> APPLY WHAT YOU READ:
- 1) List every need that, according to the article on why people smoke, dopamine transmits through pathways.
- 2) Please continue the article on why people smoke, picking up after its final sentence.

According to statistics there are around 1.3billion smokers on the planet, which roughly means that 20% of the world’s population smokes on a daily basis. If current trends continue 1 billion people will die of tobacco related disease in the 21st century. Frightening statistics.
We all know the risks of smoking and most of us know of someone who has died as a result of smoking yet we persist in doing it. Despite smoking bans in buildings in various countries with threats of fines, and health warnings on packets, smokers can be seen in all weathers indulging in their ‘fix.’ But why do we do it when we know the risks?
Dopamine
Nicotine is produced by the tobacco plant as a protection against being eaten by insects. Used as a crop insecticide it is a super toxin and more lethal than arsenic. Surprisingly, it possesses a chemical signature similar to the neurotransmitter acetylcholine, which along with associated neurons causes what are known as anti-excitatory actions – in other words a stimulation repressive action. Which would explain the feeling of calm many of us experience after reaching for a cigarette.
Once inside the brain, nicotine fits into a range of chemicals that allow it control over many neuro-chemicals, one of these being dopamine. Dopamine is the primary motivation neurotransmitter, which creates a yearning or wanting sensation in the brain designed to induce the need to survive in the human body. Through pathways, dopamine transmits the need to succeed, to eat and basically the need to exist. And every time we fulfil one of these needs it is recorded in our memory.

> SOURCE INFORMATION:
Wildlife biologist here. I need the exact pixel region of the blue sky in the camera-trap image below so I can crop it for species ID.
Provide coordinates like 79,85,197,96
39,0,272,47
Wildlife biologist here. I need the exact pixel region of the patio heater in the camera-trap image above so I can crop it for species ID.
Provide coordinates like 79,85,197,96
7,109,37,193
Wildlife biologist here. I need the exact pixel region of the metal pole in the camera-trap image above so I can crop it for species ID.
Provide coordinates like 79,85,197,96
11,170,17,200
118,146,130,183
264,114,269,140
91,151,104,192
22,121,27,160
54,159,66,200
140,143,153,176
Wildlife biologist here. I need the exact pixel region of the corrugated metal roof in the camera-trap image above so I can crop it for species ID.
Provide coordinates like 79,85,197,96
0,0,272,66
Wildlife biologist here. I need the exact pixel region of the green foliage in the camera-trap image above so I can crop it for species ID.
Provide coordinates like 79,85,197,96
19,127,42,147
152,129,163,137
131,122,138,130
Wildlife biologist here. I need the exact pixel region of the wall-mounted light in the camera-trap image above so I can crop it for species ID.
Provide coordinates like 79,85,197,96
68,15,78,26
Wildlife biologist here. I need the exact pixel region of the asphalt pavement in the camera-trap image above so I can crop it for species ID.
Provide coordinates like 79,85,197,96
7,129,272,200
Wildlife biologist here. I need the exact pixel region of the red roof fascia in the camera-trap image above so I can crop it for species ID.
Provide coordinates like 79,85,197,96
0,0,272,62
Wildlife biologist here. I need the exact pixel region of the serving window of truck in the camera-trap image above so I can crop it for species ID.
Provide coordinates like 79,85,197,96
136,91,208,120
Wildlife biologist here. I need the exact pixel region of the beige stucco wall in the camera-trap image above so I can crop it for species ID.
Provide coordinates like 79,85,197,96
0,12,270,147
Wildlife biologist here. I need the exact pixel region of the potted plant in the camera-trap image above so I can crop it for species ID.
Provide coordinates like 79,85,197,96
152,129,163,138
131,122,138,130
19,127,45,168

> OUTPUTS IN ORDER:
- 1)
- the need to succeed
- the need to eat
- the need to exist

- 2)
The Lies Created By Nicotine
What nicotine does to our brain is to sneak into the bloodstream and turn on the dopamine pathway circuitry, hijacking the mind’s priorities and giving us the illusion that the intake of nicotine is as important for survival as taking in food and water. The more we satisfy these false survival needs, the more the brain records these into the memory banks until we become convinced that nicotine is essential for existence.
Not only does nicotine “fib” to our brains that it is vital for survival, it also stimulates our fight or flight response which gives us that all important “high.” It is easy to see why smokers find it so difficult to quit when nicotine gives us both satisfying feelings and also false memories, which overshadow pre-addiction memories.
Mental Illness
Nicotine dependency is a real mental illness. There is no cure. Because even after giving up, just one cigarette can immediately alert the memory cell highways into the old pattern of needing that nicotine to survive. With the brain falsely wired up to need more and more “hits” of nicotine, giving in to that single cigarette can create urges that we feel obliged to feed.
Using this information can actually help smokers to quit. Understanding that we are living a lie is the first step to recovery and can help with the withdrawal symptoms.